* WHAT THE EXERCISE ASKS
Format every item below as a JSON list of strings, one string per line, with blank lines left out.

[Start]

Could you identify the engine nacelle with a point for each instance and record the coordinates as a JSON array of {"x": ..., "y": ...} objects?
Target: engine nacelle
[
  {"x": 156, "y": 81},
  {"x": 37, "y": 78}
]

[End]

* IN RESPONSE
[
  "Could you identify the engine nacelle with a point for each instance and record the coordinates as a JSON array of {\"x\": ..., \"y\": ...} objects?",
  "Target: engine nacelle",
  "[",
  "  {\"x\": 156, \"y\": 81},",
  "  {\"x\": 37, \"y\": 78}",
  "]"
]